**Document passage**
+ + + +

After 28 years together and hundreds of nights of Gene Simmons coming home with his tongue covered in the crotch sludge of one of his side pieces, he and Shannon Tweed have gotten themselves married. In a ceremony at the Beverly Hills Hotel that was probably more awkward than their interview on Joy Behar, Gene promised to love and to cherish Shannon in sickness and in health until death do them part or until she finally snaps by pulling an Elin Nordegren when her man whore husband gives her crabs again.
The most tragic thing in the world besides a groupie slut willing to wrap her ass tunnel around Gene’s tongue is a 54-year-old Shannon Tweed getting crabs the “non fun” way. People has all the details you care about (you don’t care about these details) Gene and Shannon’s late-in-life wedding:
Tweed, 54, walked down the aisle in an ivory Priscilla of Boston gown – one of three dresses she chose for the big occasion – and carried a bouquet of ivory garden roses.
The couple exchanged vows they wrote themselves in front of 400 guests including Hugh Hefner, Bill Maher and his fellow KISS members (Paul Stanley was in the wedding party). The wedding will appear in the new season of Gene Simmons Family Jewels on Oct. 18.

+ + + +

**Given material**
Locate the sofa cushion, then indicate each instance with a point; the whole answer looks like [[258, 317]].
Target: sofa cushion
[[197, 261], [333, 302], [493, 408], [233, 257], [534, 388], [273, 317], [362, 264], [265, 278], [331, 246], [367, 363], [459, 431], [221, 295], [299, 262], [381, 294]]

+ + + +

**Questions on the material**
A: List every person named in the Gene Simmons wedding text.
B: Write the next few sentences of the Gene Simmons wedding text, picking up after its final sentence.

**Answers to the tasks**
A: Gene Simmons, Shannon Tweed, Joy Behar, Elin Nordegren, Hugh Hefner, Bill Maher, Paul Stanley

B:
Also in attendance were the couple’s two children Nick, 22, and Sophie, 19, who was the maid of honor.
From watching a few episodes of Family Jewels (which I ONLY watch because Nick Simmons does things to me) I’ve learned that Shannon and Gene’s relationship is not as sturdy solid as the King Tut headdress of gorilla fur around Gene’s face. But maybe Gene’s just playing the role of a “geezer skank asshole who only cares about where his next piece of coochie is coming from” for maximum dramatic effect. Whatever the case may be, I hope this marriage lasts for eternity. And by “eternity” I mean until their reality show needs a ratings pick-me up in the form of a very special divorce episode.